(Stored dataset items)
• • •

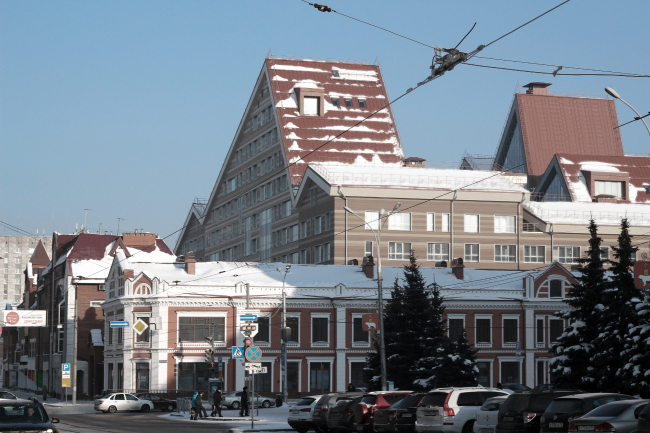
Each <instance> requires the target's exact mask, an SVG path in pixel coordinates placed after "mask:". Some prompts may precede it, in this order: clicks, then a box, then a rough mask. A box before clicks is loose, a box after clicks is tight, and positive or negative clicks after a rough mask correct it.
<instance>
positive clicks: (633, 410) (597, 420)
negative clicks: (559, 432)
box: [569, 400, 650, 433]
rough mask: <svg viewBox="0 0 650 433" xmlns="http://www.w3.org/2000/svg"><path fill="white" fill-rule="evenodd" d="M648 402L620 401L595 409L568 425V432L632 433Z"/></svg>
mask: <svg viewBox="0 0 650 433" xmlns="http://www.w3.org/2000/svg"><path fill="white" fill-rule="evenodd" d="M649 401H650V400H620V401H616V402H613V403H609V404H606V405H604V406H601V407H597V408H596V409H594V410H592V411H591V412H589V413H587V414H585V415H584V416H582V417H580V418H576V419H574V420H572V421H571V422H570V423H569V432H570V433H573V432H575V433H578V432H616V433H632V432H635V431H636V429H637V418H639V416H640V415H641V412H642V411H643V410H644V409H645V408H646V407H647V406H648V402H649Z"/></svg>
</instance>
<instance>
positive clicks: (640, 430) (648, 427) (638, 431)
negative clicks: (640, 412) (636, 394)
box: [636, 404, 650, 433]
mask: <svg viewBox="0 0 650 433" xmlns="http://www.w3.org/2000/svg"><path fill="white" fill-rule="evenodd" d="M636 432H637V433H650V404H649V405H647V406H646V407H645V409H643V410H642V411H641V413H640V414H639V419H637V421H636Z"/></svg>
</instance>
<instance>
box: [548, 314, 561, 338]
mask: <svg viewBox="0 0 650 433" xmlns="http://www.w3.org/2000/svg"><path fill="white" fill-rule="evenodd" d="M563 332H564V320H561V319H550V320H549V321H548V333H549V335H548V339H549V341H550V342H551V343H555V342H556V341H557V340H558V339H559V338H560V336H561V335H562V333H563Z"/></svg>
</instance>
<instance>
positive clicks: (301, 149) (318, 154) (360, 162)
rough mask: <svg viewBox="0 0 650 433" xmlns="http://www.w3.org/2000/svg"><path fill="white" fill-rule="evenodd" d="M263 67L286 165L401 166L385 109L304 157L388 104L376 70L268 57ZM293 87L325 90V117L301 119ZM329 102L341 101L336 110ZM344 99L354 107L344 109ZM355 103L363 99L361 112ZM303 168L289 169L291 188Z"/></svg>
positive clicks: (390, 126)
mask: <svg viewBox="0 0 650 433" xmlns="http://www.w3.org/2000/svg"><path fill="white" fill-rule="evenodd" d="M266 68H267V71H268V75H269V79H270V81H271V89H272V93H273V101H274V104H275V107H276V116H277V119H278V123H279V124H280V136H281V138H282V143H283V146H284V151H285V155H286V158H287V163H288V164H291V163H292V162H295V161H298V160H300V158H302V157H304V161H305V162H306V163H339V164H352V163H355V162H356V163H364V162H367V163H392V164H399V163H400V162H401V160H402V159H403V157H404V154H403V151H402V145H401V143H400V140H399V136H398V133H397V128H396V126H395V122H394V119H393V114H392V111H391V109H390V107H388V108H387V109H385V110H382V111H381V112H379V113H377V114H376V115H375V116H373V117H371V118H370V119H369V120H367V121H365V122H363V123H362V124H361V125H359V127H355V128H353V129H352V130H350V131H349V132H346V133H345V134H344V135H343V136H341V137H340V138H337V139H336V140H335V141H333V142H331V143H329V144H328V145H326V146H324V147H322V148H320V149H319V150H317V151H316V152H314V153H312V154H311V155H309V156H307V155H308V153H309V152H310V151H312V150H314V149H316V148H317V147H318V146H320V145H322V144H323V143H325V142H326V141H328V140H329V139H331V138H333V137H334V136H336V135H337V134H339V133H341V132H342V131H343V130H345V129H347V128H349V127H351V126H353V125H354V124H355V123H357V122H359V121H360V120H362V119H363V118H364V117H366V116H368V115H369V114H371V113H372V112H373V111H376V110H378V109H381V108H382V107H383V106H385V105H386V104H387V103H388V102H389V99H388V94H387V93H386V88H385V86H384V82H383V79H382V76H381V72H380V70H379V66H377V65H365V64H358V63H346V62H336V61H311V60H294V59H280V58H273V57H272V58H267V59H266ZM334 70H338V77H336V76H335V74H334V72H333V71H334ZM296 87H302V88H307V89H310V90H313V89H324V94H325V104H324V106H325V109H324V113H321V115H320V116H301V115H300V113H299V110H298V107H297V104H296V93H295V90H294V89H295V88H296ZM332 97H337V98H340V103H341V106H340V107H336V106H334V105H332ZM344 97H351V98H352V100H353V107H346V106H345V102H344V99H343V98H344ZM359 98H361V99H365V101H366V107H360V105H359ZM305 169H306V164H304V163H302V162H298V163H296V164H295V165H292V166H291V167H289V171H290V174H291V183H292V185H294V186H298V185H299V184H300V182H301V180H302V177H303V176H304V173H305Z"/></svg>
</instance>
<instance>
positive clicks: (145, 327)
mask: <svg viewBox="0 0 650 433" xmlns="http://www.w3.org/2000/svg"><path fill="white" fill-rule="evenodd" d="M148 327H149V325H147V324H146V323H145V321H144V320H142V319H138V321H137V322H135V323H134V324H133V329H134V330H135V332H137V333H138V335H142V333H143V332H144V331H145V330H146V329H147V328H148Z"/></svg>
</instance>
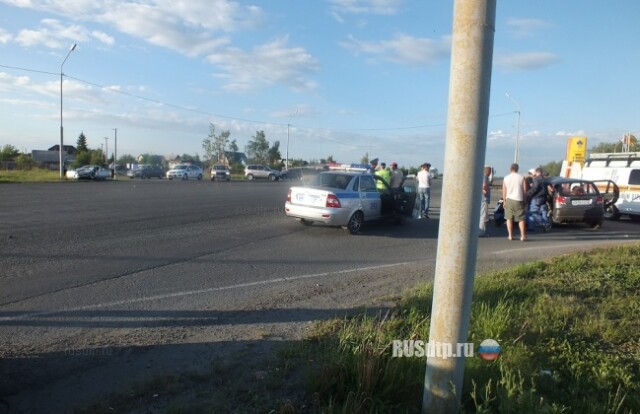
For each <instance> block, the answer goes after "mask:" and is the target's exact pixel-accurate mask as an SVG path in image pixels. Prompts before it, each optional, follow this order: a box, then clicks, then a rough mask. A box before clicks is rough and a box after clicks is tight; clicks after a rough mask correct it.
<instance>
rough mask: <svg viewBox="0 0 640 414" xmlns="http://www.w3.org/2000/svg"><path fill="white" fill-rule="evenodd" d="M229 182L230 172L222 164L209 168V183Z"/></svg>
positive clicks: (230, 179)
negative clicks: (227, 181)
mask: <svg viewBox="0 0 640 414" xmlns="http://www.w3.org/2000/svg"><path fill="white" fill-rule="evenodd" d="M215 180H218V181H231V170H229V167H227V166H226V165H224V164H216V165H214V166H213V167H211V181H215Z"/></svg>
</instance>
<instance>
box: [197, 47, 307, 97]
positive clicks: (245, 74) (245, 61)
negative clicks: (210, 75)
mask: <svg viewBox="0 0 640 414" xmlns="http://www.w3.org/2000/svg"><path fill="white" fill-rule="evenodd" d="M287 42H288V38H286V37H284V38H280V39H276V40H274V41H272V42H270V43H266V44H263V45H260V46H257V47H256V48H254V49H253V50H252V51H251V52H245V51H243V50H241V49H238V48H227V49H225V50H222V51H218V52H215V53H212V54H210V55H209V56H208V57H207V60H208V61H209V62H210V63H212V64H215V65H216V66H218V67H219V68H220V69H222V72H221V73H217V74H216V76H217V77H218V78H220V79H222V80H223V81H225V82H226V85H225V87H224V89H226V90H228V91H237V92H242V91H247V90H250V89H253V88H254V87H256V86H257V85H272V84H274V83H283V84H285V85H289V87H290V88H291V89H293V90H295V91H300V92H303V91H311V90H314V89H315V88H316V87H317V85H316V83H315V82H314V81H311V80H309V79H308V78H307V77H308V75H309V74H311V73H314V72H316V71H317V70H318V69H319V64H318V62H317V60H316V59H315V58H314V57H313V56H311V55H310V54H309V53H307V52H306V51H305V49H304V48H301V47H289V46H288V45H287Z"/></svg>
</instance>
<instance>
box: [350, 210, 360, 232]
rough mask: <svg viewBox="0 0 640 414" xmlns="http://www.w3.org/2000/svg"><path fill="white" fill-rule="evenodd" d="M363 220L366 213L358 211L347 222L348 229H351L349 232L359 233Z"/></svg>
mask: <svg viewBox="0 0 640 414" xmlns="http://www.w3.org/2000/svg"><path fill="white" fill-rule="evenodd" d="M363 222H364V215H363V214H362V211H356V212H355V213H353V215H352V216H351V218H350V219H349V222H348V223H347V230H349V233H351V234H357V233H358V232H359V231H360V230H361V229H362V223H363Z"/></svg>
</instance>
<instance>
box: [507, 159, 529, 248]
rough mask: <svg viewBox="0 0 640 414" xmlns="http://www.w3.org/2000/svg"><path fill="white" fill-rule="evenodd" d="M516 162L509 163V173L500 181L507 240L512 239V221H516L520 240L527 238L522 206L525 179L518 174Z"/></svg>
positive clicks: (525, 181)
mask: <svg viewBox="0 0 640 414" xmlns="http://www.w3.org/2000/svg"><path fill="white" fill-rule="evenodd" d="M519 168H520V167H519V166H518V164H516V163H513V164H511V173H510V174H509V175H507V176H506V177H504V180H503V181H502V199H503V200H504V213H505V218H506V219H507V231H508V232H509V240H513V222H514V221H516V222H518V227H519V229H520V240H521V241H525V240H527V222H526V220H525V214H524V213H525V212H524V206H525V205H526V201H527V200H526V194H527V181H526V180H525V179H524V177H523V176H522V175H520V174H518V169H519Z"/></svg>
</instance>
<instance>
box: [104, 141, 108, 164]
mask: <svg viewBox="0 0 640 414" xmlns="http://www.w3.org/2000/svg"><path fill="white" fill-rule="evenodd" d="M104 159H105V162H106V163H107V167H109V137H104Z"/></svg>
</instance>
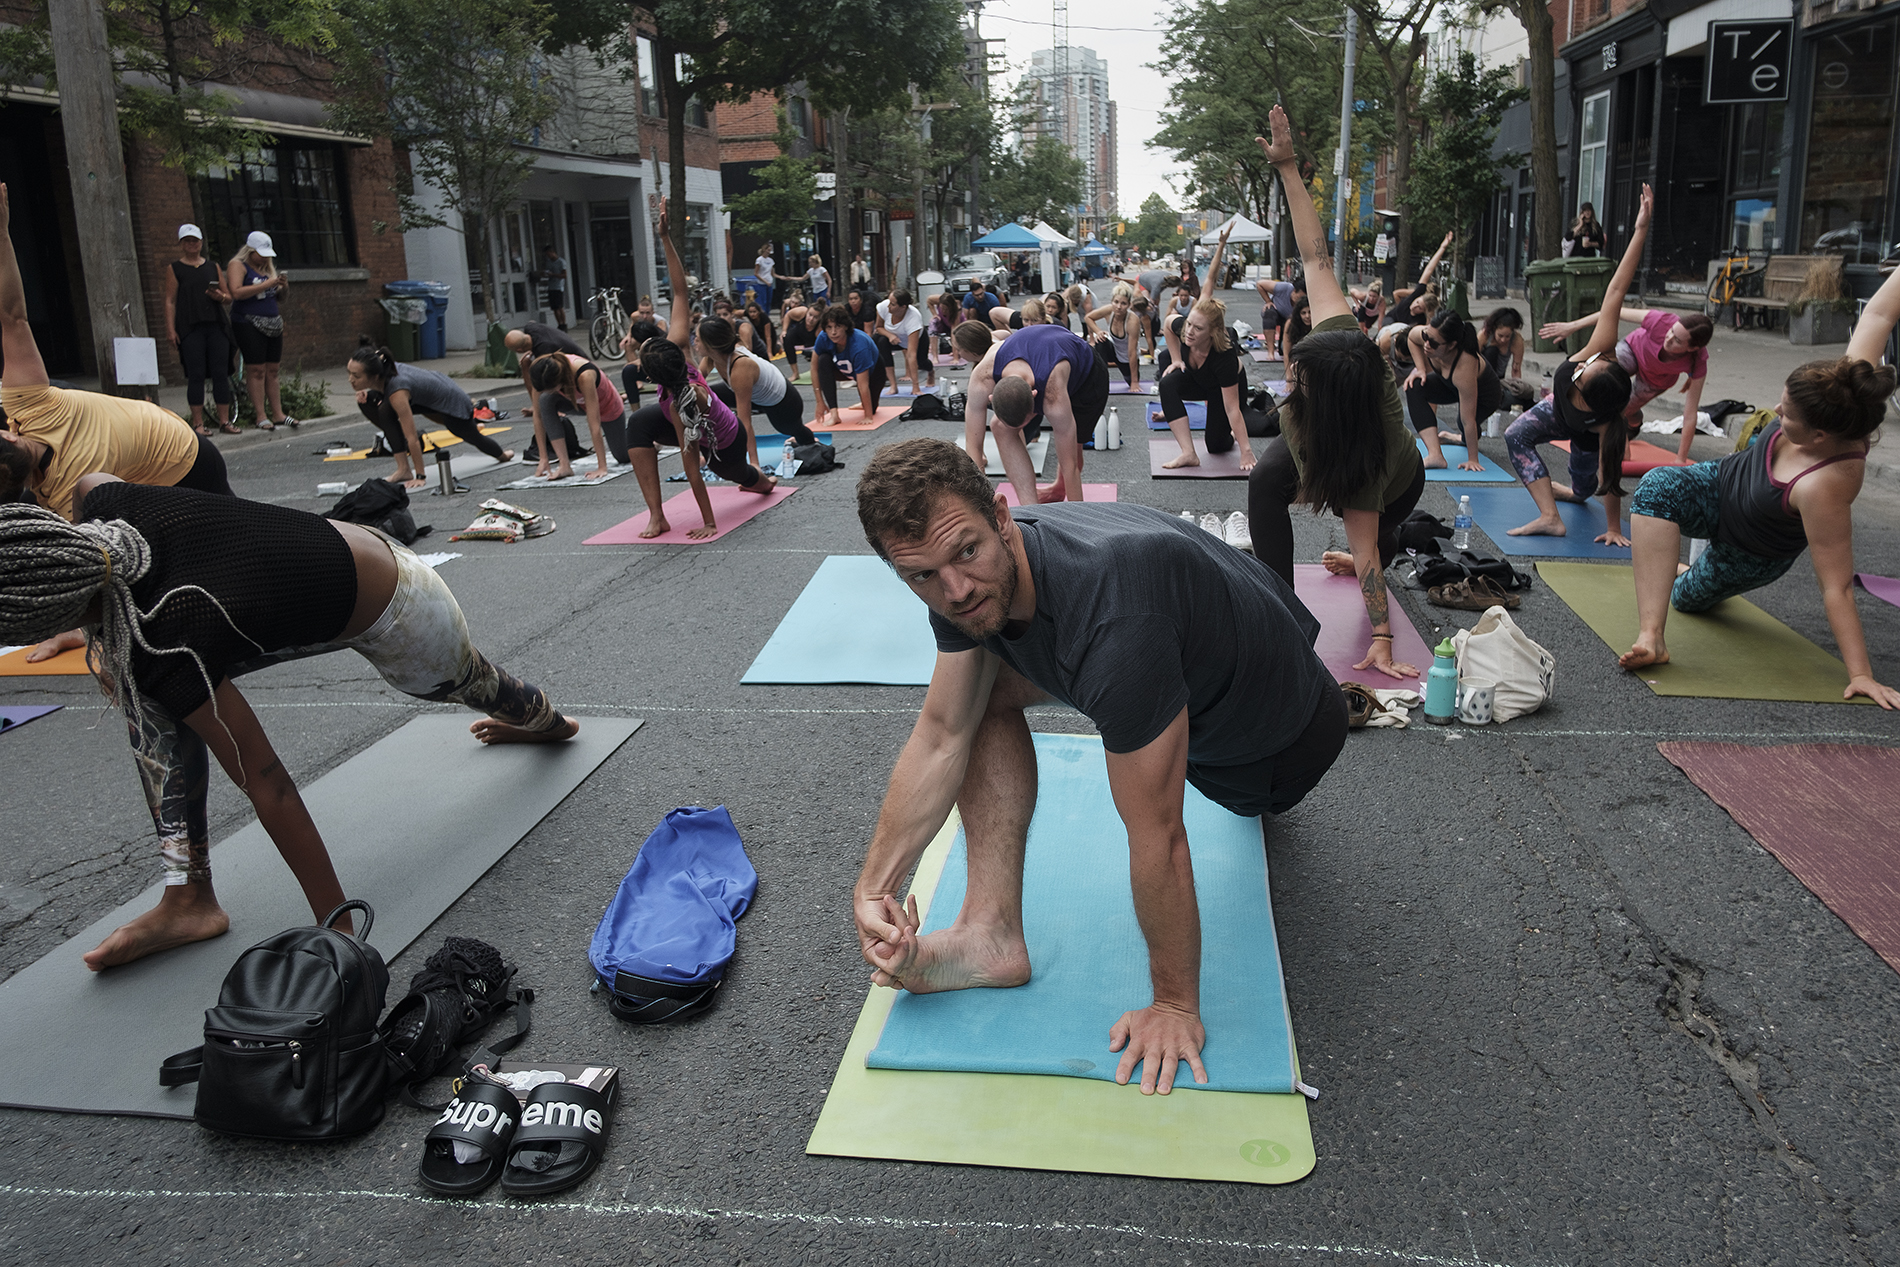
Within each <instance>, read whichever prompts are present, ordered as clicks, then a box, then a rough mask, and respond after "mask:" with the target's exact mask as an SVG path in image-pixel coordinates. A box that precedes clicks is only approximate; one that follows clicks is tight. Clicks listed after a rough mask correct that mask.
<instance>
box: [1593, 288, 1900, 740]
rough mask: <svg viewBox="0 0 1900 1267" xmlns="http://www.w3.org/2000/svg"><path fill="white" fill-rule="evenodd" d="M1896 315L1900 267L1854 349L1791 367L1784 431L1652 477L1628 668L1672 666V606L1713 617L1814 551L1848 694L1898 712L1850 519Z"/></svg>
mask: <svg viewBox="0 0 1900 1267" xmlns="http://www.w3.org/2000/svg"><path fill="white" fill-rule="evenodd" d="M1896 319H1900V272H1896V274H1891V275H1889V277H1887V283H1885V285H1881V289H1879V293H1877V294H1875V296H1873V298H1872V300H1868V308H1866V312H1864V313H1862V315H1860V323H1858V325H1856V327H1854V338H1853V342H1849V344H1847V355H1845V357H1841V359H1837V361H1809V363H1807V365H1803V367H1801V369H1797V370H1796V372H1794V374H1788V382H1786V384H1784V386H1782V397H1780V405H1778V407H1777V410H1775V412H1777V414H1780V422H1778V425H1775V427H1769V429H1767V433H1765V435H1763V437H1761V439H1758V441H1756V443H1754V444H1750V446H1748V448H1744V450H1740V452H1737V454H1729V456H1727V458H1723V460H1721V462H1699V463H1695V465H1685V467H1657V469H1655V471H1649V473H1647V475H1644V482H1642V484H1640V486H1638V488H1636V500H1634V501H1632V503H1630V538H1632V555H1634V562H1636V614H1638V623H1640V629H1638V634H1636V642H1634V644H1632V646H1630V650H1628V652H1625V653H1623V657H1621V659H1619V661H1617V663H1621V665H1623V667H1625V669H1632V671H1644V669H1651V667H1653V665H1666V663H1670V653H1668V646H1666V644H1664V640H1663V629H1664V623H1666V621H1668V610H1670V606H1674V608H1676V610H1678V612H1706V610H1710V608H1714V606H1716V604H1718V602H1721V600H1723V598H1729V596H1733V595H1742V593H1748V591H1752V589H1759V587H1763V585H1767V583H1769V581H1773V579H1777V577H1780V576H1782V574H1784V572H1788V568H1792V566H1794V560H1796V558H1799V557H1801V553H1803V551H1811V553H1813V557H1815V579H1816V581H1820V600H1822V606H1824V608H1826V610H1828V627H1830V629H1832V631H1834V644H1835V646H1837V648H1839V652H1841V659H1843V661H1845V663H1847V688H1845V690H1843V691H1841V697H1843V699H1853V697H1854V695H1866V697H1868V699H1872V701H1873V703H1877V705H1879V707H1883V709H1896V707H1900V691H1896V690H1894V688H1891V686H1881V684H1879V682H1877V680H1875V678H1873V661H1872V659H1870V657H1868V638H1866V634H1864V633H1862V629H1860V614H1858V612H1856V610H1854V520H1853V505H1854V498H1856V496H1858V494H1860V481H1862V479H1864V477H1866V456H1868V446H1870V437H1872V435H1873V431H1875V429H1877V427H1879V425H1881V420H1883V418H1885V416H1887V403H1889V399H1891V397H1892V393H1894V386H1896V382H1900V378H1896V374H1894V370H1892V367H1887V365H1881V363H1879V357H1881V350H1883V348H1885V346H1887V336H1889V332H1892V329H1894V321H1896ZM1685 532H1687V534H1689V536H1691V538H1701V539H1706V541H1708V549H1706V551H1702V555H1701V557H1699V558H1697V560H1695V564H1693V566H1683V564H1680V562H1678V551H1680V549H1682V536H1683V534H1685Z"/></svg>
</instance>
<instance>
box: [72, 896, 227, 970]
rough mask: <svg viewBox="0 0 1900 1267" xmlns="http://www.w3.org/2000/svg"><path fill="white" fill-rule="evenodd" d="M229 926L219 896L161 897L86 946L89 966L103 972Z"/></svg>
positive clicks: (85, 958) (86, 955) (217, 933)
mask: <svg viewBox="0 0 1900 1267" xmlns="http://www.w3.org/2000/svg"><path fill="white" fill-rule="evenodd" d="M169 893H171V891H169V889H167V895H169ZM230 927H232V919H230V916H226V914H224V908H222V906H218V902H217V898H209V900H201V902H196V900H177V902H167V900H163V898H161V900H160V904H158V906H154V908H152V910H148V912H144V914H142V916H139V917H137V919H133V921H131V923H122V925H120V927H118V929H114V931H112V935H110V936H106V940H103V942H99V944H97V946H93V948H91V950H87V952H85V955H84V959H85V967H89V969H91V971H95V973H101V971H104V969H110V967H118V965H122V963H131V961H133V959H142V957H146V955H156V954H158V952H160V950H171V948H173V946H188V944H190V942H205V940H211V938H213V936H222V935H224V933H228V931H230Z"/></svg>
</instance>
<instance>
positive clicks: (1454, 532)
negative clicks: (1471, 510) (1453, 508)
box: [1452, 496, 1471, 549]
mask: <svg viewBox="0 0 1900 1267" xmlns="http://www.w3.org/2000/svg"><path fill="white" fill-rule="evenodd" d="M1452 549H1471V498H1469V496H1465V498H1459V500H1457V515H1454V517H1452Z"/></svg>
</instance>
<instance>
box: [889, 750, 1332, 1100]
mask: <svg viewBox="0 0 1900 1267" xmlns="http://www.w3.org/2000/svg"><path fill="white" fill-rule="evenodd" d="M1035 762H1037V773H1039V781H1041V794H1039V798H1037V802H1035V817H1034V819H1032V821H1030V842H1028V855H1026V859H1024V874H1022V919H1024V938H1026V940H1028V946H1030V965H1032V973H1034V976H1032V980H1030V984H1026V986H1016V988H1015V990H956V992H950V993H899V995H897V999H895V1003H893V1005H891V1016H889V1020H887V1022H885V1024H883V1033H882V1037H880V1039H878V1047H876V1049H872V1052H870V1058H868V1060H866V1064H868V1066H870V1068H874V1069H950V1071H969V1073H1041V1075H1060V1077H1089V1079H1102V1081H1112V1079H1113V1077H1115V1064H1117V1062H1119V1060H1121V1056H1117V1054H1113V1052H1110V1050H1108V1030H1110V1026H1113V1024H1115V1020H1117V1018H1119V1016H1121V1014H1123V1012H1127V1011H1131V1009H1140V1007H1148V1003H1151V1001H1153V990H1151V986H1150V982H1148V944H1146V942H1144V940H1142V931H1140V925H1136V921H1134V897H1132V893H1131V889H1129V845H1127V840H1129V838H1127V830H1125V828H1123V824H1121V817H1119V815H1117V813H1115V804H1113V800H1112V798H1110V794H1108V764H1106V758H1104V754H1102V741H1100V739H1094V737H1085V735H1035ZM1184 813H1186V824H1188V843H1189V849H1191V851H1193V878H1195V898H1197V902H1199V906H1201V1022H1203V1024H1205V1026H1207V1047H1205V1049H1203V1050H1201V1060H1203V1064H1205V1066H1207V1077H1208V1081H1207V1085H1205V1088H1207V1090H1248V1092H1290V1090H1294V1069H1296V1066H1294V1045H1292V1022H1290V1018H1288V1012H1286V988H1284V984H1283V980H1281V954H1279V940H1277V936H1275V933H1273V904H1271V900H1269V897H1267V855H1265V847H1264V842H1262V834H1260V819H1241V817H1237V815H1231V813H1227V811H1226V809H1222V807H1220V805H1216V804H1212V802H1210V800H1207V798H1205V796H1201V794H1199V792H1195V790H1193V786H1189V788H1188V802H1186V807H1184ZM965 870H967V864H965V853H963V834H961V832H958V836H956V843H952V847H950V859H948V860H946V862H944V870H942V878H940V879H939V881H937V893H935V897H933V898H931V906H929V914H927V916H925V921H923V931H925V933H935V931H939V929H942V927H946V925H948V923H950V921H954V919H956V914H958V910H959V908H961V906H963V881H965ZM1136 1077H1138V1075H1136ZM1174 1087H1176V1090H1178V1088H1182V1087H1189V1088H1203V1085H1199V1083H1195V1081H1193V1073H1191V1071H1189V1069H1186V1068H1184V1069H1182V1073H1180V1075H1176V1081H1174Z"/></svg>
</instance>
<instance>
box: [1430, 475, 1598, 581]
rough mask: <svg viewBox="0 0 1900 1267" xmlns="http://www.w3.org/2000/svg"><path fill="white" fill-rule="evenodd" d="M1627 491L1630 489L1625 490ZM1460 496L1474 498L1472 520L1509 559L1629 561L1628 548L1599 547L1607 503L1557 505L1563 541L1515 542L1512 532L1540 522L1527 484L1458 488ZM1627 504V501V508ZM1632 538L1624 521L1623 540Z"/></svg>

• • •

● Your objective: Reply with a number alone, the number of lines of the records that hold the word "target".

● Response below: 3